As leader of the National Council, Stéphane Valeri had to manage some difficult issues, such as abortion on medical grounds (abortion in very limited cases), where the National Council disagreed with the government and the cabinet. “There were some who approached the archbishop and the Prince’s Cabinet to oppose the National Council, which was seeking to allow this type of abortion on medical grounds. At the same time, some members of the Council wanted to take a tougher stand in the draft law and probably move towards progressive decriminalisation of abortion. We found a compromise that the Prince imposed on the government, and which I ensured that my majority would pass.”

Another thorny issue was the reform of the law on judicial structures. “This was a particularly sensitive issue. It was difficult. On the one hand, the Secretary of Justice wanted as little change as possible, and to limit the powers of the High Council of Judges and Prosecutors, created by the law, to a consultative role on managing the careers of judges. On the other hand, some judges and some members of the Council wanted all decisions taken by this pluralist body, for which they were seeking more power, to be compliant and binding on all… There was a huge amount of back-and-forth and discussion. With the Head of State, we found a balanced compromise, resulting in the new law passed by the National Council,” recounts Stéphane Valeri.

+ + + + + + +

● **EXERCISE PROMPT**
Transcribe the passage about Stéphane Valeri word for word, starting at "Another thorny issue" and ending at "recounts Stéphane Valeri.". The material that comes next has no connection to the passage about Stéphane Valeri.

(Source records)
+ + + + + + +

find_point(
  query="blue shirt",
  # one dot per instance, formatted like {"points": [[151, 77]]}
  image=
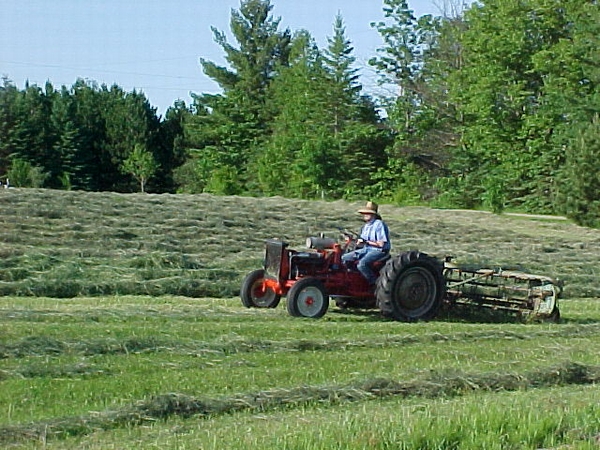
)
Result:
{"points": [[377, 230]]}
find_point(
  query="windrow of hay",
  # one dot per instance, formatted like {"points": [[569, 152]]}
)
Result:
{"points": [[46, 346], [68, 243], [435, 385]]}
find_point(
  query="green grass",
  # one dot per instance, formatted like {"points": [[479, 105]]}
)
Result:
{"points": [[66, 243], [121, 328], [167, 372]]}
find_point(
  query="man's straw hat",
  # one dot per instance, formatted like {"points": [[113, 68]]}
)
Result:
{"points": [[370, 208]]}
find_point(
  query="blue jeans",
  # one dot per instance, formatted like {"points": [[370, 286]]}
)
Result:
{"points": [[366, 256]]}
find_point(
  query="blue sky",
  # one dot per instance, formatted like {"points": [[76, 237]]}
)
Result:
{"points": [[154, 45]]}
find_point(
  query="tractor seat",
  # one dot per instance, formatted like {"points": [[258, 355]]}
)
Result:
{"points": [[377, 265]]}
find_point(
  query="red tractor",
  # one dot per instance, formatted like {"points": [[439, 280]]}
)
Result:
{"points": [[410, 286]]}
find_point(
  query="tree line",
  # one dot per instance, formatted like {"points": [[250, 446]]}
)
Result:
{"points": [[493, 106]]}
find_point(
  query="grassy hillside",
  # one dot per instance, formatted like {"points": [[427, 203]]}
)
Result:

+ + + + + + +

● **TASK ANSWER**
Another thorny issue was the reform of the law on judicial structures. “This was a particularly sensitive issue. It was difficult. On the one hand, the Secretary of Justice wanted as little change as possible, and to limit the powers of the High Council of Judges and Prosecutors, created by the law, to a consultative role on managing the careers of judges. On the other hand, some judges and some members of the Council wanted all decisions taken by this pluralist body, for which they were seeking more power, to be compliant and binding on all… There was a huge amount of back-and-forth and discussion. With the Head of State, we found a balanced compromise, resulting in the new law passed by the National Council,” recounts Stéphane Valeri.